- _Written instruction_: Copy the records word for word, from the start through the line containing "85, 71, 94]]", including that line.

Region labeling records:

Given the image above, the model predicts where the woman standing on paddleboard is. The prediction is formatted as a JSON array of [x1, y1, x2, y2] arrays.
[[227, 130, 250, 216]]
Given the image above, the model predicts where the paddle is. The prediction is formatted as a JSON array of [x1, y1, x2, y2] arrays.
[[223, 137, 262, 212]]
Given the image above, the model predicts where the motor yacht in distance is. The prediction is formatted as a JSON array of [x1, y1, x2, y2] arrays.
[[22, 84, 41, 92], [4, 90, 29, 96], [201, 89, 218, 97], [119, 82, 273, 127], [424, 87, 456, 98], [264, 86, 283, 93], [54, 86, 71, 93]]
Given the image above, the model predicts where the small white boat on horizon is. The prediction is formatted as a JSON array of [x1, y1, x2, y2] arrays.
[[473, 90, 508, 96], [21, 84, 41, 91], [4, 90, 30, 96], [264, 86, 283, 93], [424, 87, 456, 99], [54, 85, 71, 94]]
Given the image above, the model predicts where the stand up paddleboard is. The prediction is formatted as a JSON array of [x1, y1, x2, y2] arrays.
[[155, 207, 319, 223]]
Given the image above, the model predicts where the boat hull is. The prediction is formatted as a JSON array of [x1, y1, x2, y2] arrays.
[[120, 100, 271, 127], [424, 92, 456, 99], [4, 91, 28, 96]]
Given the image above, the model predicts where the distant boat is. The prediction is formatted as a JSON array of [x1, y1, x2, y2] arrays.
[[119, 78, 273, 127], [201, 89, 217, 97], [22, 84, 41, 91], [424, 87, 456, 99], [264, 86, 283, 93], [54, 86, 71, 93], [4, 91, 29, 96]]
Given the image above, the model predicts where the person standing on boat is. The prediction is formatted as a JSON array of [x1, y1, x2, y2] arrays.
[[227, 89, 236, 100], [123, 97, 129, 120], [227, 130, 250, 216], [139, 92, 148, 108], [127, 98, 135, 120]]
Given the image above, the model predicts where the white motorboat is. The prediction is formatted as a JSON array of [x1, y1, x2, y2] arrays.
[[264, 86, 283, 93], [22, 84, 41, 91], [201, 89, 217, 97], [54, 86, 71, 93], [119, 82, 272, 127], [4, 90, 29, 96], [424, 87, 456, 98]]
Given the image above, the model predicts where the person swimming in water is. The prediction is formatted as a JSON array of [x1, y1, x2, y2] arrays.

- _Task result_:
Given the image above, the model predicts where the woman standing on paddleboard is. The prediction is formatted as a JSON array of [x1, y1, x2, y2] arrays.
[[227, 130, 250, 216]]
Given the image above, the model predicts where the paddle is. The prediction is formatted as a JSON array of [x1, y1, x2, y2] arrays.
[[223, 137, 262, 212]]
Given the image above, the model predicts where the motor yacht in distance is. The prediction is formatted as a JSON array of [x1, y1, x2, y2] arrays.
[[22, 84, 41, 92], [4, 90, 29, 96], [201, 89, 218, 97], [119, 82, 273, 127], [424, 87, 456, 98], [264, 86, 283, 93], [54, 86, 71, 93]]
Given the image above, the model predicts where the small white boat on horizon is. The prediction is formatted as a JSON array of [x1, y1, x2, y2] arrays.
[[473, 90, 508, 96], [21, 84, 41, 91], [4, 90, 30, 96], [264, 86, 283, 93], [424, 87, 456, 99], [54, 85, 71, 94]]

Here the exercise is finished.